» **Source passage**
Ozanimod can inhibit immune system response and improve ulcerative colitis symptoms

1. Patients receiving 1mg of the lymphocyte-suppressing agent Ozanimod showed significant clinical improvement in ulcerative colitis (UC) symptoms compared to placebo at 8 weeks and 32 weeks after treatment was started.

2. Absolute blood lymphocyte counts were reduced in patients taking 0.5mg and 1mg doses of Ozanimod at 8 weeks, by 32% and 49% respectively, though no significant differences in adverse side effects were observed compared to the placebo group.

Evidence Rating Level: 1 (Excellent)

Study Rundown: UC is an inflammatory disease of the colon strongly mediated by lymphocytic cells. Modern treatments therefore have aimed to modulate immune system response, and finding better oral treatments has been a consistent goal. Sphingosine-1-phosphate (S1P) receptors 1-5 are expressed on lymphocytic cells, and agonist activation of them results in receptor internalization inhibiting lymphocytes from leaving secondary lymphoid tissue. A phase 2 study evaluating the S1P1 and S1P5 agonist Ozanimod showed reduction in circulating lymphocytes and inflammation for multiple sclerosis patients, and this study aimed to evaluate the effects of Ozanimod in those with UC.

The primary outcome measured in the study was clinical remission, and those on 1mg of Ozanimod showed significant symptom remission at weeks 8 and 32 of the study compared to the placebo group. Secondary outcomes of clinical response, mucosal healing, and histologic remission all showed patients receiving either 0.5mg or 1mg had improved outcomes relative to the placebo group. Immunologically, at 8 weeks patients on both dosing groups had significantly reduced circulating lymphocyte counts. Patients on Ozanimod did not have substantial differences in adverse outcomes compared to those in the placebo group. The study findings may indicate better treatment efficiency as treatment persists, though the length and size of the study may not have been long enough to optimally elicit information about safety and risk of adverse effects.

» **Supplied information**
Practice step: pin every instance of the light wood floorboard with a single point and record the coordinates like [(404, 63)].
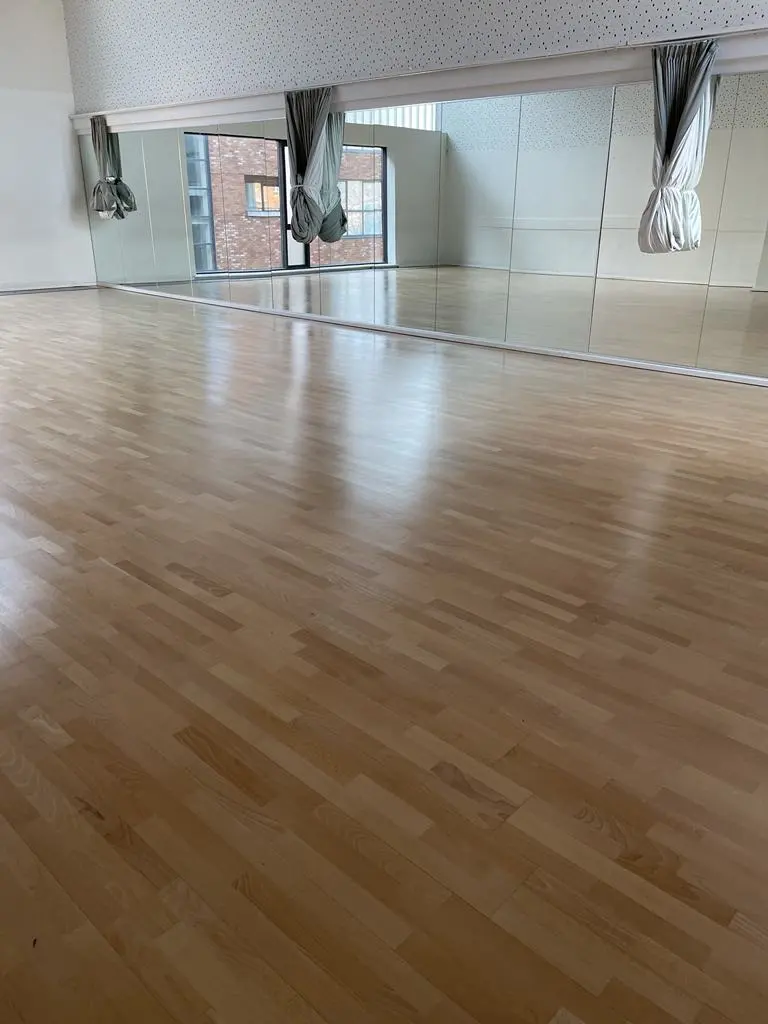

» **Explore the material**
**A.** Say whether each statement agrees with the Ozanimod summary. Answer yes or no for each and quote the deciding words of the summary. (i) At 8 weeks, absolute blood lymphocyte counts fell by 49% in patients on the 1mg dose. (ii) The primary outcome measured in the study was mucosal healing. (iii) Patients on Ozanimod had substantially more adverse outcomes than the placebo group.
**B.** Please transcribe the part of the Ozanimod summary between "The primary outcome" and "of adverse effects.", inclusive, without changing a word.

» **Per-task answers**
**A.**
(i) Yes: "Absolute blood lymphocyte counts were reduced in patients taking 0.5mg and 1mg doses of Ozanimod at 8 weeks, by 32% and 49% respectively"
(ii) No: "The primary outcome measured in the study was clinical remission"
(iii) No: "Patients on Ozanimod did not have substantial differences in adverse outcomes compared to those in the placebo group."

**B.**
The primary outcome measured in the study was clinical remission, and those on 1mg of Ozanimod showed significant symptom remission at weeks 8 and 32 of the study compared to the placebo group. Secondary outcomes of clinical response, mucosal healing, and histologic remission all showed patients receiving either 0.5mg or 1mg had improved outcomes relative to the placebo group. Immunologically, at 8 weeks patients on both dosing groups had significantly reduced circulating lymphocyte counts. Patients on Ozanimod did not have substantial differences in adverse outcomes compared to those in the placebo group. The study findings may indicate better treatment efficiency as treatment persists, though the length and size of the study may not have been long enough to optimally elicit information about safety and risk of adverse effects.